WORK TO COMPLETE ▸ Repeat the entries that appear below, exactly and in full.

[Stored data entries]
....
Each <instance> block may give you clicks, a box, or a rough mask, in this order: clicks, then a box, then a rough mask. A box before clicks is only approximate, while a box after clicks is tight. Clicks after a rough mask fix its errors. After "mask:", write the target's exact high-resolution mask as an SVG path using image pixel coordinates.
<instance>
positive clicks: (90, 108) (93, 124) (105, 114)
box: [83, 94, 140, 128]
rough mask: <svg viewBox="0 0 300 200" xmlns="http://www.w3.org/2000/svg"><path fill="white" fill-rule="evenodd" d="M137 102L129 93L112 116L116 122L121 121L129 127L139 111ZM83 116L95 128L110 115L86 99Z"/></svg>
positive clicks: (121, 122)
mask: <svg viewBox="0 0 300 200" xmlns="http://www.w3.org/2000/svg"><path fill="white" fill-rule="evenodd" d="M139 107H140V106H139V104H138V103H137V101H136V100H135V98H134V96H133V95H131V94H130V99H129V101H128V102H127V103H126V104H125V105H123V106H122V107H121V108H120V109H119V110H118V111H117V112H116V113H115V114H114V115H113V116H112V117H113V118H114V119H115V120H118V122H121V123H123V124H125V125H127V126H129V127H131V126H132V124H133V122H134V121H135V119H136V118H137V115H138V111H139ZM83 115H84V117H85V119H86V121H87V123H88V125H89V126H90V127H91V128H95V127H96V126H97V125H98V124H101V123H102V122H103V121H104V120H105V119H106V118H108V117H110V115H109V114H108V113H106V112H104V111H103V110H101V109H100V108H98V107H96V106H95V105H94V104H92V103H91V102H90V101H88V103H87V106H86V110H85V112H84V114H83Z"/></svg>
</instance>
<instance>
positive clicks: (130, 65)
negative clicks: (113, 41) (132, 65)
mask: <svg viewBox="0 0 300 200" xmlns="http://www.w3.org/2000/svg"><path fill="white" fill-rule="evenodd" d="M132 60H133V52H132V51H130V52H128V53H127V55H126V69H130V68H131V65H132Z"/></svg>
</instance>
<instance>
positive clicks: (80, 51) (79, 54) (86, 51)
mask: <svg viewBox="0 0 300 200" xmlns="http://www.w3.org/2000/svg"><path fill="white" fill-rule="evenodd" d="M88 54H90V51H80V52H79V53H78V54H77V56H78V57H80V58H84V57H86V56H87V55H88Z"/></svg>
....
EXERCISE RESPONSE ▸
Each <instance> block may give you clicks, a box, or a rough mask, in this order: clicks, then a box, then a rough mask. A box before clicks is only approximate, while a box after clicks is tight. Clicks after a rough mask fix its errors. After "mask:", write the target's exact high-resolution mask as an SVG path using image pixel coordinates.
<instance>
positive clicks: (90, 108) (93, 124) (105, 114)
box: [83, 94, 140, 128]
rough mask: <svg viewBox="0 0 300 200" xmlns="http://www.w3.org/2000/svg"><path fill="white" fill-rule="evenodd" d="M137 102L129 93L112 116L116 122L121 121L129 127L139 111ZM83 116L95 128L110 115L86 99Z"/></svg>
positive clicks: (121, 122)
mask: <svg viewBox="0 0 300 200" xmlns="http://www.w3.org/2000/svg"><path fill="white" fill-rule="evenodd" d="M139 107H140V106H139V104H138V103H137V101H136V100H135V98H134V96H133V95H131V94H130V99H129V101H128V102H127V103H126V104H125V105H123V106H122V107H121V108H120V109H119V110H118V111H117V112H116V113H115V114H114V115H113V116H112V117H113V118H114V119H115V120H118V122H121V123H123V124H125V125H127V126H129V127H131V126H132V124H133V122H134V121H135V119H136V118H137V115H138V111H139ZM83 115H84V117H85V119H86V121H87V123H88V125H89V126H90V127H91V128H95V127H96V126H97V125H98V124H101V123H102V122H103V121H104V120H105V119H106V118H108V117H110V115H109V114H108V113H106V112H104V111H103V110H101V109H100V108H98V107H96V106H95V105H94V104H92V103H91V102H90V101H88V103H87V106H86V110H85V112H84V114H83Z"/></svg>
</instance>
<instance>
positive clicks: (130, 65)
negative clicks: (113, 41) (132, 65)
mask: <svg viewBox="0 0 300 200" xmlns="http://www.w3.org/2000/svg"><path fill="white" fill-rule="evenodd" d="M132 60H133V52H132V51H130V52H128V53H127V55H126V69H130V68H131V65H132Z"/></svg>
</instance>
<instance>
positive clicks: (80, 51) (79, 54) (86, 51)
mask: <svg viewBox="0 0 300 200" xmlns="http://www.w3.org/2000/svg"><path fill="white" fill-rule="evenodd" d="M88 54H90V51H80V52H79V53H78V54H77V56H78V57H80V58H84V57H86V56H87V55H88Z"/></svg>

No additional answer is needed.